Tarea —
Edita todas las líneas siguientes sustituyendo "rough mask" por "coarse mask" y deja todo lo demás sin cambios.

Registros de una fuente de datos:
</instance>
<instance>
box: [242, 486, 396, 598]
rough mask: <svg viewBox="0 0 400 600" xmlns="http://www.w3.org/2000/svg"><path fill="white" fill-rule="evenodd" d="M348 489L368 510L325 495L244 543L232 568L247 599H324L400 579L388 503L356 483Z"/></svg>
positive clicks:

Respuesta —
</instance>
<instance>
box: [242, 486, 396, 598]
coarse mask: <svg viewBox="0 0 400 600" xmlns="http://www.w3.org/2000/svg"><path fill="white" fill-rule="evenodd" d="M348 489L368 510L325 495L244 543L232 568L247 599H324L400 579L388 503L356 483Z"/></svg>
positive clicks:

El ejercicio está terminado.